**DURCHZUFÜHRENDE AUFGABEN:**
1) Extrahiere aus der Auflistung jede Zeile, in der die Zeichenfolge „stone“ vorkommt. Achte dabei auf Groß- und Kleinschreibung.
2) Führe den Auszug über das Stück für Posaune nach seinem letzten Satz fort.

Verschiedene Instrumentengruppen wiederholen oft ein bestimmtes Klangmuster, ähnlich wie in der Minimalmusik, aber sie repetieren es nicht einfach auf dieselbe Weise. Die Klangmuster variieren sich von Szene zu Szene und lassen den Hörer auch eine Veränderung innerhalb jedes Abschnitts spüren. Es gelingt dem Komponisten, etwa durch die Veränderung von Vorder- und Hintergrund durch die gruppierten Instrumentengruppen, die Veränderung der Instrumentation, durch den Einsatz der Melodika oder des Geräusches beim Essen eines Apfels einen völlig anderen Eindruck zu schaffen.

Eine weitere große Attraktion ist die Möglichkeit, die Ausdruckskraft einer wirklich vielfältigen Posaunenpalette zu erleben. Resonanz mit und ohne Sordino und Geräuschentwicklung. Aggressiver Klang zusammen mit Percussion-Instrumenten. Der Ausdruck des Schluchzens durch die Instrumente und die eigene Stimme des Interpreten. Oder der komische Ausdruck des Interpreten, als würde er sprechen. Die seufzende, bittere Atmosphäre in den sanften Szenen. Eine süße und melancholische Szene, die mit einem Zitat des Anfangsthemas aus dem Film Casablanca beginnt und zusammen mit der Melodika nostalgisch wirkt. All diese Vielfalt und die detaillierte Darstellung von Emotionen sowie die vielseitigen Spielmöglichkeiten der Posaune bestimmen die Richtung und den Eindruck des Stückes.

**Ein Datenblock:**
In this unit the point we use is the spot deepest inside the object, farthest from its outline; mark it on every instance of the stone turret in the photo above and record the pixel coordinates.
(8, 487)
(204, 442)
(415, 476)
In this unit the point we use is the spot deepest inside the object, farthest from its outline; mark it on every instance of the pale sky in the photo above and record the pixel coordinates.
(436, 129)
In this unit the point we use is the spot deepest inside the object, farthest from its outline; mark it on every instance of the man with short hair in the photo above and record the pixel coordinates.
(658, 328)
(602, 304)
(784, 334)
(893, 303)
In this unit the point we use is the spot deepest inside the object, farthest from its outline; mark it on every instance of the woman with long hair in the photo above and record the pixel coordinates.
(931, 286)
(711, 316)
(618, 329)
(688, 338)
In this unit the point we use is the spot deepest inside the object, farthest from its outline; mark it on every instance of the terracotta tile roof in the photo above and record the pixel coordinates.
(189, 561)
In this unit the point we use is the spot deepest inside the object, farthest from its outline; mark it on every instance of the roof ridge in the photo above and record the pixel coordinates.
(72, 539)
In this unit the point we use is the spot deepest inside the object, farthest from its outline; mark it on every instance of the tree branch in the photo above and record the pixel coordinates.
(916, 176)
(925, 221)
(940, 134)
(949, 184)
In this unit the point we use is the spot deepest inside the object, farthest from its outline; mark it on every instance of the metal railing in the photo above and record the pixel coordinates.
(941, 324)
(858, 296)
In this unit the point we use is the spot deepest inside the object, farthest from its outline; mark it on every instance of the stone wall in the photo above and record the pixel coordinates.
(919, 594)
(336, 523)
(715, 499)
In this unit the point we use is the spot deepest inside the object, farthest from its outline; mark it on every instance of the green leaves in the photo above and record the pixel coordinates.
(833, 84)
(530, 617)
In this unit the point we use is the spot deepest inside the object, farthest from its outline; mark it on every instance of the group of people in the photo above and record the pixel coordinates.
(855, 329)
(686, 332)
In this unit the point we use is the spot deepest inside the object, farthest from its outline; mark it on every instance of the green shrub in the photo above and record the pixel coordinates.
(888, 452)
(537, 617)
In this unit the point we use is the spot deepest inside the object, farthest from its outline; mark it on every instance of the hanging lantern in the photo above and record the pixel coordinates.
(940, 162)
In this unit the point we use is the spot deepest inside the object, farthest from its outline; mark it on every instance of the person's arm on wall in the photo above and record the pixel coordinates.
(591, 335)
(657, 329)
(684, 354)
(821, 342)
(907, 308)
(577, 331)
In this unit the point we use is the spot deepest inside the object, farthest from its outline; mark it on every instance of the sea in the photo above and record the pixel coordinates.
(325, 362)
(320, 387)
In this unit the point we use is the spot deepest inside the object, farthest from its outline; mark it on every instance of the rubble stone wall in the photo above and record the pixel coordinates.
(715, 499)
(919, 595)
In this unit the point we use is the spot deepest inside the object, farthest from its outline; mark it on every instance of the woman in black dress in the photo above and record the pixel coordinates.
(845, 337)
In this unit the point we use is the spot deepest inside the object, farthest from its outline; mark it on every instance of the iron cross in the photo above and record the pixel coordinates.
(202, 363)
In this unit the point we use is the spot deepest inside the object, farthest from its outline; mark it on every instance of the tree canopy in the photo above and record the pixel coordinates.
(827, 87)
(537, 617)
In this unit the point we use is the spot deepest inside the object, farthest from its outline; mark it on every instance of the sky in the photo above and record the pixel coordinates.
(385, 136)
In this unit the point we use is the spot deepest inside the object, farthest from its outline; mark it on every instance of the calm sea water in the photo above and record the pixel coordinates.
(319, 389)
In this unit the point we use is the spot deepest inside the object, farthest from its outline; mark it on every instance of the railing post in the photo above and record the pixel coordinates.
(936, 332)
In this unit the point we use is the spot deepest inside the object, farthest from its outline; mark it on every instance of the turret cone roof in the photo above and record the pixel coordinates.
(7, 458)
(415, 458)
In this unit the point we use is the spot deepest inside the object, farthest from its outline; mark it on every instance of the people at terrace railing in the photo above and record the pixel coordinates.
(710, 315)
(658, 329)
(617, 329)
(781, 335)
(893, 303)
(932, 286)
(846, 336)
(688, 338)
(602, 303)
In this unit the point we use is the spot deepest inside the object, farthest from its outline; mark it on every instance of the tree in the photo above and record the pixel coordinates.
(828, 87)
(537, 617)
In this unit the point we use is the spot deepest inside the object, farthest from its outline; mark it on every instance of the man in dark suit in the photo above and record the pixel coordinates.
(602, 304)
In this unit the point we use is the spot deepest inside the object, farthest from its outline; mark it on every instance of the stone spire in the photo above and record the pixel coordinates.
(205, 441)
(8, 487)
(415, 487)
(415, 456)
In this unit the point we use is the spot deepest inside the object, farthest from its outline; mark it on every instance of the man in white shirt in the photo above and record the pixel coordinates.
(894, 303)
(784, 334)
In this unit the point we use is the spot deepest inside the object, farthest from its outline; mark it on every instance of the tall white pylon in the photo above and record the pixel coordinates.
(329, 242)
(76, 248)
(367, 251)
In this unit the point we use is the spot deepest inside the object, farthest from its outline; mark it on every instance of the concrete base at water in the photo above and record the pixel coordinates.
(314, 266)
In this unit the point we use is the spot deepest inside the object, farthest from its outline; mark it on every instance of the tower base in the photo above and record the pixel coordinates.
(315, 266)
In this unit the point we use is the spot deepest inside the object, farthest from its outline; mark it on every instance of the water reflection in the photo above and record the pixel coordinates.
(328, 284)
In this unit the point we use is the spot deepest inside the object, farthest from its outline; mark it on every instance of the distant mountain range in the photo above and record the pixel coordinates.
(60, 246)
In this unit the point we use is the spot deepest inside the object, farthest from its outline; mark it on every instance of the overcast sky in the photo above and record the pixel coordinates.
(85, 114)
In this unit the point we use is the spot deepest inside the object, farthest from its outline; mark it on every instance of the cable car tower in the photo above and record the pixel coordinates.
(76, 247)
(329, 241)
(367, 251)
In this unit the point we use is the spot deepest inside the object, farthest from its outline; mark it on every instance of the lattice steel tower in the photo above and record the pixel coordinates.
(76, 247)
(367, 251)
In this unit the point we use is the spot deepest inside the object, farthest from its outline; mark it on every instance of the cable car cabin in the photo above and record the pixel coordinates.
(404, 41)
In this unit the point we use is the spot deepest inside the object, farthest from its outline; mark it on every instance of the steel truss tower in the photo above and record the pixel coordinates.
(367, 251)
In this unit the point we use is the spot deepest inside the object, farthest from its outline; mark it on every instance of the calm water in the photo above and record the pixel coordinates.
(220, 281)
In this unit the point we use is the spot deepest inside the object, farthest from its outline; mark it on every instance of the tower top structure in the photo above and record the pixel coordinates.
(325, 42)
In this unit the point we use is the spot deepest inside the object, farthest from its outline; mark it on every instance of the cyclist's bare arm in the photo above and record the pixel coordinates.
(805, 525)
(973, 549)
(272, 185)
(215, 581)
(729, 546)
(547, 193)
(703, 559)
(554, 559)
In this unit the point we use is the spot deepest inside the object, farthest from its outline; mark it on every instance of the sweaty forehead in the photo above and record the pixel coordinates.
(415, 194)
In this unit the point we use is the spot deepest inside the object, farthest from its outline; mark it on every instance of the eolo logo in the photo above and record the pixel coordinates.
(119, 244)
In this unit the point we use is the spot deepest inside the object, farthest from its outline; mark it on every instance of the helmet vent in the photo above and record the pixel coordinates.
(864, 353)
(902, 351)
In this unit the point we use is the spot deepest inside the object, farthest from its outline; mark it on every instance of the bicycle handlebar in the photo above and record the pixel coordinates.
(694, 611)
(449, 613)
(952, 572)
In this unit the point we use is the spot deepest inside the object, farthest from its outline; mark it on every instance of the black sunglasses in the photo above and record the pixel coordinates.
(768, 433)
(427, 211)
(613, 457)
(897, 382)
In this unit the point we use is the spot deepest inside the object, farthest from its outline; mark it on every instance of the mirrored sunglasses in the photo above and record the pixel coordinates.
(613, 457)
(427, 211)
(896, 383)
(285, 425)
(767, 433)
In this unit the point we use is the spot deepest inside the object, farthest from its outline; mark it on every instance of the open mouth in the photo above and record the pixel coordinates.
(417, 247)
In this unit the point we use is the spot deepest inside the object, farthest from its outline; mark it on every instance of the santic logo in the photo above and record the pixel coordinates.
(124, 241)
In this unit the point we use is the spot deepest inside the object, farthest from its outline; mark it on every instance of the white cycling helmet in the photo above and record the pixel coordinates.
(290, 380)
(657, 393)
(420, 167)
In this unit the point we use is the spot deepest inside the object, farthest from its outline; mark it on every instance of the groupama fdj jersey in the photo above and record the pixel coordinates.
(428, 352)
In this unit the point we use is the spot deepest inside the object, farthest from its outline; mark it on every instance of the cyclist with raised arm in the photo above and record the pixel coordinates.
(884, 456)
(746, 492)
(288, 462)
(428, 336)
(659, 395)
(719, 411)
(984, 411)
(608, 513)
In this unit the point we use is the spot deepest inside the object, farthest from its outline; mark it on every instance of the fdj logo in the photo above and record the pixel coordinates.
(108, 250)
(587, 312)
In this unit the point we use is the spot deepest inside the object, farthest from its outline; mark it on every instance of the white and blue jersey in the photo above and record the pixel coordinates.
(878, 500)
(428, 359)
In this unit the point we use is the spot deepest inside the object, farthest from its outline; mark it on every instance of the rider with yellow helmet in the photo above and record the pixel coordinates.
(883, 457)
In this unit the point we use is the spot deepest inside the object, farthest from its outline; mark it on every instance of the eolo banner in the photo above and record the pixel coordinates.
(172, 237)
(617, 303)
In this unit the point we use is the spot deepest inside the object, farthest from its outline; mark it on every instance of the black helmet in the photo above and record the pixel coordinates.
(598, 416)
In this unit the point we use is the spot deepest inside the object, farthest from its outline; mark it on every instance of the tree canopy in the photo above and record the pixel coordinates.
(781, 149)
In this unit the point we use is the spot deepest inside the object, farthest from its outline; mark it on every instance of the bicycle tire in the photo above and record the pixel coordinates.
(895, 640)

**ANTWORTLISTE:**
1)
In this unit the point we use is the spot deepest inside the object, farthest from its outline; mark it on every instance of the stone turret in the photo above and record the pixel coordinates.
In this unit the point we use is the spot deepest inside the object, farthest from its outline; mark it on every instance of the stone wall in the photo above and record the pixel coordinates.
In this unit the point we use is the spot deepest inside the object, farthest from its outline; mark it on every instance of the rubble stone wall in the photo above and record the pixel coordinates.
In this unit the point we use is the spot deepest inside the object, farthest from its outline; mark it on every instance of the stone spire in the photo above and record the pixel coordinates.

2)
Das Finale wartet mit einer weiteren Überraschung auf. Als Reaktion auf das intensive Spiel der Posaune ertönt ein reiches Schwellwerk des Ensembles, das den Zuhörer das Ende des Stückes erwarten lässt, sich aber bald wieder beruhigt. Dann, während das Ensemble mit Klangmischungen die ausgehaltenen Töne leiser werden lässt, drückt die Posaune verschiedene komplexe Emotionen wie Angst und Seufzer aus, und ehe man sich versieht, wird das eingespielte Geräusch einer Maschine allmählich präsenter. „ILolli-Pop“ endet damit, als die Posaune verklingt und nur noch das Geräusch der Maschine bleibt, die schließlich verstummt. In diesem Moment hatte ich ein Lächeln im Gesicht und ein Gefühl der Heiterkeit.